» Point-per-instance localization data
- - -

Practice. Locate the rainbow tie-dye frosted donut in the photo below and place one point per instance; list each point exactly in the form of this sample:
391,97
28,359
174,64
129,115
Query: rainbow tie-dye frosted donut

- - -

» DESCRIPTION OF THE TASK
Your answer should consist of every line from the entries that holds "frosted".

» COMPLETED TASK
Practice. Locate the rainbow tie-dye frosted donut in the photo below and place one point per instance; list each point exactly in the form of this sample:
Query: rainbow tie-dye frosted donut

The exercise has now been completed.